## [Provided passage]
____________________
San Fernando City Corporation daily paid workers protest over the lack of protective equipment and gear, on Tuesday, at the South-Western Ward, at the corner of Sutton and Jamadar Street, San Fernando.

Daily-paid workers of the South Western Ward of the San Fernando City Corporation downed tools yesterday during a protest over the lack of hand sanitisers and liquid soap.

Holding placards and singing union songs at the workplace at the corner of Sutton and Jamadar Streets, the workers lamented that those cleaning agents were vital in the fight against COVID-19.

Contractors and General Workers Trade Union shop steward, Ian Charles, complained that employee safety measures were in place at the administration building while daily paid workers were being neglected.

He said during the first lockdown, a face basin and liquid soap dispenser was installed at their workplace, but the soap has not been replenished and the water in the tap runs “like sweet oil.”

He added that sometimes there was no water in the pipe.

Charles also complained that the filter to the water tank had not been replaced or serviced in five years.

He also claimed that workers were provided with face masks once a year.

Complaining that daily-paid workers were in the “belly of the beast,” Charles said they were fed up with being disrespected by management.

“Workers of this ward and daily-paid workers of the San Fernando City Corporation has been deemed essential. Workers coming out here and they have families and coming out here on a daily basis, religiously, and performing their duties and simple basic amenities management fail to provide,” he lamented.

Charles said he reached out to management on several occasions.

“We went through the channels. I personally went on behalf of the ward and ask management, all the different departments down to the CEO and a set of promises. Mr Regrello came here and was wondering how we performing our duties under these conditions,” he said.

Although workers were still being paid 2013 salaries, he said they were dedicated to their jobs.

He said the workers, who perform duties such as grass cutting, sanitisation, street maintenance and construction, would be withholding their services until their issues are addressed.
____________________
## [Descriptions of regions in natural language]

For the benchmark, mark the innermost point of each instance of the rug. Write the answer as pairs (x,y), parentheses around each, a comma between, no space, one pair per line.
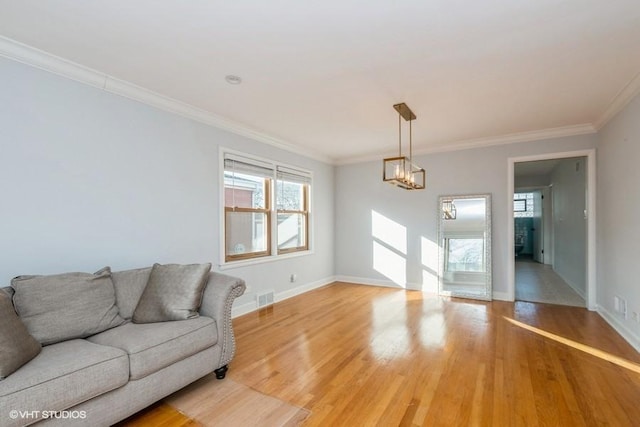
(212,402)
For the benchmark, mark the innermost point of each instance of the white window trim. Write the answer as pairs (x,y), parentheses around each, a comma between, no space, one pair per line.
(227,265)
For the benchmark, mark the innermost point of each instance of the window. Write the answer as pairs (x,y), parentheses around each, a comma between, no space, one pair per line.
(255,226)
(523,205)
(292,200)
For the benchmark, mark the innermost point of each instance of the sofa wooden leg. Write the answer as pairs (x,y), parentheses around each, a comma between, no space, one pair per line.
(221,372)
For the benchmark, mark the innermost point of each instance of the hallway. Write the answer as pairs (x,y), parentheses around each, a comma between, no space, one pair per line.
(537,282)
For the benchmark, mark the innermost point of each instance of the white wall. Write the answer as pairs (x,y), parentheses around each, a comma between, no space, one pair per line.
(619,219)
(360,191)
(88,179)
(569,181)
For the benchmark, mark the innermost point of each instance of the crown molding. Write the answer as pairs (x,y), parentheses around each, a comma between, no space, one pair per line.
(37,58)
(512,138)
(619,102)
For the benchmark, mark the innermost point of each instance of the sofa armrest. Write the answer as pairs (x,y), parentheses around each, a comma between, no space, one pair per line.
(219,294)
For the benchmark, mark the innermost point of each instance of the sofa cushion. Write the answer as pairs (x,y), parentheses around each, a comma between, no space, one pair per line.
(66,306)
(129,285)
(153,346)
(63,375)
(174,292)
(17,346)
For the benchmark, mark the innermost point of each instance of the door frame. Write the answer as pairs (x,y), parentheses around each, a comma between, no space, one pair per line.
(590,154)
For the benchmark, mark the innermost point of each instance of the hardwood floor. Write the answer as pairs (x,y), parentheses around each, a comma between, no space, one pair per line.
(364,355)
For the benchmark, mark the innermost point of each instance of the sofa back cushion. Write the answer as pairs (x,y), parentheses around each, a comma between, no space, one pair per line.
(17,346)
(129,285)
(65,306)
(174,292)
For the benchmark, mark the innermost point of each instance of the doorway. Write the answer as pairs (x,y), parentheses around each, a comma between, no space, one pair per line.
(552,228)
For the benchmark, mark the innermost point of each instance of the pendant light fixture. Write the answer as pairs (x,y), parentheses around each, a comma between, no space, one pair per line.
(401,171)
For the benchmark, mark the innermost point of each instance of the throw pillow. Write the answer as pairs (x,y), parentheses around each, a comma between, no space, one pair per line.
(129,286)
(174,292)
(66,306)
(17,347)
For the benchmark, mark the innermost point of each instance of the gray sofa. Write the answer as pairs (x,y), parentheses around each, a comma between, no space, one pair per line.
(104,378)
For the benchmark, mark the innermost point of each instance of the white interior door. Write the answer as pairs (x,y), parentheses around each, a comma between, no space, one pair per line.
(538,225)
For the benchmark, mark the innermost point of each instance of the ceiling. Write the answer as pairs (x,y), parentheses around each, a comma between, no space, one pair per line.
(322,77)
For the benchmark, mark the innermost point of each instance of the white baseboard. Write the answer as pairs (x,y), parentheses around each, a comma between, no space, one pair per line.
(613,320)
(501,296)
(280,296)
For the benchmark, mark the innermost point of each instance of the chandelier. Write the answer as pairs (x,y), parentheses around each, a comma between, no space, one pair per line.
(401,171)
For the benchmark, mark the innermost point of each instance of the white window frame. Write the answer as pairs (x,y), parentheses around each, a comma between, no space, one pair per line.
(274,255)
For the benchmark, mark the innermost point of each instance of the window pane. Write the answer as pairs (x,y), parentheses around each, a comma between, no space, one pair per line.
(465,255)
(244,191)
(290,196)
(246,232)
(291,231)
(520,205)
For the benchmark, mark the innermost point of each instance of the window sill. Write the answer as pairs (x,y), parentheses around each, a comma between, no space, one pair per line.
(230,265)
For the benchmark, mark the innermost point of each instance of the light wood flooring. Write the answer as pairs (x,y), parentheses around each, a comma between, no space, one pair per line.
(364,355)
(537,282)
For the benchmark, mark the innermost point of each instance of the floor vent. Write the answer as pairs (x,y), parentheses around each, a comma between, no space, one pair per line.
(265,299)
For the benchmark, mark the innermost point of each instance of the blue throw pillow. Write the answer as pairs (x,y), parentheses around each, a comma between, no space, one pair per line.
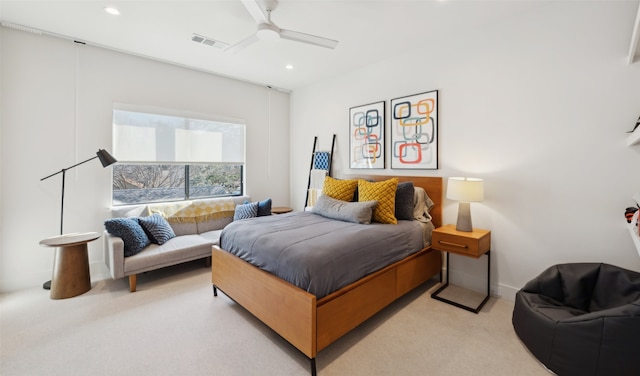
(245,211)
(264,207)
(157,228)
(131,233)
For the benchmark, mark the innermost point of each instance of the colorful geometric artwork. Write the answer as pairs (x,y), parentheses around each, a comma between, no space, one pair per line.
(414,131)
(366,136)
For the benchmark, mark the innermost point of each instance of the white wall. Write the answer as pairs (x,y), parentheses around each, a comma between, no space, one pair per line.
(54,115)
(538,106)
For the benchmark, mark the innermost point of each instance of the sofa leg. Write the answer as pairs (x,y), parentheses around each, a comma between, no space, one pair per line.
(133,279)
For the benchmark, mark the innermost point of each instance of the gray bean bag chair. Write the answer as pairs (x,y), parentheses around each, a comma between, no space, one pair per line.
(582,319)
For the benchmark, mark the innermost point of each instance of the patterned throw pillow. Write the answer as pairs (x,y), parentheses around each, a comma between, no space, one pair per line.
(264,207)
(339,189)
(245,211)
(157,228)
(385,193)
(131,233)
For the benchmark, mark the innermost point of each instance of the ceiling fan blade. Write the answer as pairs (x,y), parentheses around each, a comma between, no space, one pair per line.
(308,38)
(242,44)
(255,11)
____________________
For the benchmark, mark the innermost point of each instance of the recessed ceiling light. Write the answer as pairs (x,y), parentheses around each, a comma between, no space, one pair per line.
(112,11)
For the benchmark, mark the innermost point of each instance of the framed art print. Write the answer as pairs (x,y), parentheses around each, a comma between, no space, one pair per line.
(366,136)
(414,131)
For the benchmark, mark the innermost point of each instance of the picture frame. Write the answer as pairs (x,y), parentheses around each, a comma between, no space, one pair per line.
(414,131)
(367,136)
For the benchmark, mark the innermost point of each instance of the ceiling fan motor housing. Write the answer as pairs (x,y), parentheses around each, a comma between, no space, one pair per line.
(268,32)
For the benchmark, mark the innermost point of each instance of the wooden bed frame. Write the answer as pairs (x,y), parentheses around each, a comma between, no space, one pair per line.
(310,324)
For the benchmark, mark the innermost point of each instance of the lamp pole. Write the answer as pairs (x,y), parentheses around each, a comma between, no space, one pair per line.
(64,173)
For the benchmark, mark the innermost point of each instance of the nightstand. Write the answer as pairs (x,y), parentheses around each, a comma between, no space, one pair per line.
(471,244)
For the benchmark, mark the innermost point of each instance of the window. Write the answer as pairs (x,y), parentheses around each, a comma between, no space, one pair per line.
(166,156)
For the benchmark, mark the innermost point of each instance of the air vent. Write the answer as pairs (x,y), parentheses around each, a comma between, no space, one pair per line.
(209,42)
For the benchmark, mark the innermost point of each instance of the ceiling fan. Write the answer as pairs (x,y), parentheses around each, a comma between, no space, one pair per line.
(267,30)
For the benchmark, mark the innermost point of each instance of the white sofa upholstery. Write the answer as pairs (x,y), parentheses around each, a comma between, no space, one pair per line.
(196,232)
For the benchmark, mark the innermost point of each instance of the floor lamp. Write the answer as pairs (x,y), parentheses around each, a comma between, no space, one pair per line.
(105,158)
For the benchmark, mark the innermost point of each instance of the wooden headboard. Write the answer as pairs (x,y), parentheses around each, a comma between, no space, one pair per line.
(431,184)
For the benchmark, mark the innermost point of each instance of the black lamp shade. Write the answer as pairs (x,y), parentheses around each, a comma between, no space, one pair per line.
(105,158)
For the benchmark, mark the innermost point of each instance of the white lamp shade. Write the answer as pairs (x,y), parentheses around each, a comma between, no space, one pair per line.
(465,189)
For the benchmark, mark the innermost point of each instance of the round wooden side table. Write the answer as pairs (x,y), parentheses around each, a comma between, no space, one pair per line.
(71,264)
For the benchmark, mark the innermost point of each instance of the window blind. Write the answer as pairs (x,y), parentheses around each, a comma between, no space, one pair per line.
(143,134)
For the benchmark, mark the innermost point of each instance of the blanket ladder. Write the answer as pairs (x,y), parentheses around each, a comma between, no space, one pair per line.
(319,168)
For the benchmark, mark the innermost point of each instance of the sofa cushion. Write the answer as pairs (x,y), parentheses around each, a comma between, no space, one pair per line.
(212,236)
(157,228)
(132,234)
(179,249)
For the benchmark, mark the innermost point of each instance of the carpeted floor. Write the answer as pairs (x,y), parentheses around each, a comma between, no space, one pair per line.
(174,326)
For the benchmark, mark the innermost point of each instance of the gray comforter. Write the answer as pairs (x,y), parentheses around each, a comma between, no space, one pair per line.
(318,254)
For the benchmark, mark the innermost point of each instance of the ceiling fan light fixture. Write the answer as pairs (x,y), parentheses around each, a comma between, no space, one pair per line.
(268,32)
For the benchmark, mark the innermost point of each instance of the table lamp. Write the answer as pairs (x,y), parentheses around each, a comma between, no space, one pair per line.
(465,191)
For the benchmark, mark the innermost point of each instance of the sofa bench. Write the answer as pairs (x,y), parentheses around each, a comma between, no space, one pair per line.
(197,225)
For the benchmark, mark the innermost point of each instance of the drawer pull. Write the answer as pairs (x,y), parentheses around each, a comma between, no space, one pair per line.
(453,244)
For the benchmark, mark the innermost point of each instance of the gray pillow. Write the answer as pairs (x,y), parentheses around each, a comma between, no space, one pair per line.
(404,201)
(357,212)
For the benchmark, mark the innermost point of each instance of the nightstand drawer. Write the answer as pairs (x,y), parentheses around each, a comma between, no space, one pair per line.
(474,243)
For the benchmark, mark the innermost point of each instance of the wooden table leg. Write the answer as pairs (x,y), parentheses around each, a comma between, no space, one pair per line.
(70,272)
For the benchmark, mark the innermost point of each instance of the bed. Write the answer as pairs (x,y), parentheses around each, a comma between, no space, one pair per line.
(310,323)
____________________
## [Requirement A]
Do these statements agree with the report on the San Fernando workers' protest? For each, answer yes or no and quote the words from the report that settle it. (i) The filter to the workers' water tank had gone five years without being replaced or serviced. (ii) Workers were given face masks twice a year. (iii) The protest was held at the administration building.
## [Requirement B]
Write a continuation of the report on the San Fernando workers' protest, picking up after its final sentence.

## [Answer A]
(i) Yes: "the filter to the water tank had not been replaced or serviced in five years."
(ii) No: "workers were provided with face masks once a year."
(iii) No: "at the workplace at the corner of Sutton and Jamadar Streets"

## [Answer B]
Charles said management has a skewed sense of priority.

“Simple hand sanitiser, liquid soap for people wellbeing they not seeing about that, but allyuh have money to hire people to install cameras. Square pegs in round hole, that is what going on in San Fernando City Corporation,” he complained.

CGWTU president-general Ermine De Bique-Meade added, “All we are asking the corporation is to ensure that there is running water, soap and hand sanitiser at the ward so that the workers can go into the office. They are coming to work but they are not going into the office.”

She added that another problem is that the trucks which transport workers from the various departments to job sites were not licensed.

“I don’t want it to be said that workers do not want to go out to work,” she added.

De Bique-Meade said she has also advised workers that unless it becomes law, they are not obligated to declare to management their vaccination status or produce their vaccination cards.

While the union continues to encourage workers to get vaccinated, she said it must be their choice. She also complained that there were over 200 vacancies at the corporation.

Guardian Media contacted the CEO’s office twice and was told the Ag CEO Jamal Ali was in a meeting. On the second occasion, an employee said Ali was aware of the protest but could not comment at this time because he was in a meeting.